Return, without any alteration, the lines of the records starting at the line that contains "target | brown dry fern" and ending at the final line of the records, with both of those lines included.
==== Data for processing ====
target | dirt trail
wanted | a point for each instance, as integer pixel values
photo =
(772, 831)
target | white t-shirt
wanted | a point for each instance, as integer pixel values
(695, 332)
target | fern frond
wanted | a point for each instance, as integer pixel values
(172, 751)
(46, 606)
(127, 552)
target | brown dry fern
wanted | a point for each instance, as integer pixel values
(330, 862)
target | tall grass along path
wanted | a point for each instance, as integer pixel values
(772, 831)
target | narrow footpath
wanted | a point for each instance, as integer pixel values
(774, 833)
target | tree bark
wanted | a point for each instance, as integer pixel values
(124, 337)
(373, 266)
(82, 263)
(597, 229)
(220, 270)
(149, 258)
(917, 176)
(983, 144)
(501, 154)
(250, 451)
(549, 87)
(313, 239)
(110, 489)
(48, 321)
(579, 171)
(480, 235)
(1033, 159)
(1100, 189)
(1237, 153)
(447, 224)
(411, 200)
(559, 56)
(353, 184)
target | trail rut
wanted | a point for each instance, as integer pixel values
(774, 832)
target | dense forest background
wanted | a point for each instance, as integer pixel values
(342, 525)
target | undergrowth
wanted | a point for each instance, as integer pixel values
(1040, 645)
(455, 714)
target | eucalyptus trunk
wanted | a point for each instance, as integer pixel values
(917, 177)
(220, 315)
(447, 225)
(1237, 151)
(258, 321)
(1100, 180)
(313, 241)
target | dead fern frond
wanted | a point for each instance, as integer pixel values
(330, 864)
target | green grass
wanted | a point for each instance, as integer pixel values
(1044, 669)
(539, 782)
====
Result.
target | brown dry fern
wanted | a point for each instance, as integer pixel values
(330, 862)
target | tall grass along path
wanted | a point for each instance, as integer pixel values
(772, 831)
target | narrow footpath
wanted | a point for each instance, as integer pixel values
(774, 833)
target | tree bark
wanted | a point for each instance, as integer pixel values
(124, 337)
(373, 266)
(82, 263)
(597, 229)
(220, 270)
(149, 258)
(917, 176)
(983, 144)
(501, 154)
(250, 451)
(549, 87)
(313, 239)
(110, 489)
(48, 321)
(579, 171)
(480, 235)
(1033, 159)
(1100, 189)
(1237, 153)
(447, 224)
(411, 200)
(559, 56)
(353, 184)
target | trail rut
wanted | a point for each instance, as integer pixel values
(774, 832)
target | dense forest background
wanted | a point for each instance, as integer pixel values
(342, 525)
target | undergrowth
wanted | a point for each instance, as integer pixel values
(1040, 645)
(455, 714)
target | eucalyptus trunk
wanted | a point for each instance, as integer pixel values
(917, 177)
(220, 315)
(447, 225)
(1237, 151)
(258, 321)
(1100, 180)
(313, 241)
target | dead fern frond
wanted | a point for each instance, as integer pixel values
(330, 864)
target | green grass
wanted | a point for each instance, as integer pixel values
(1044, 669)
(539, 782)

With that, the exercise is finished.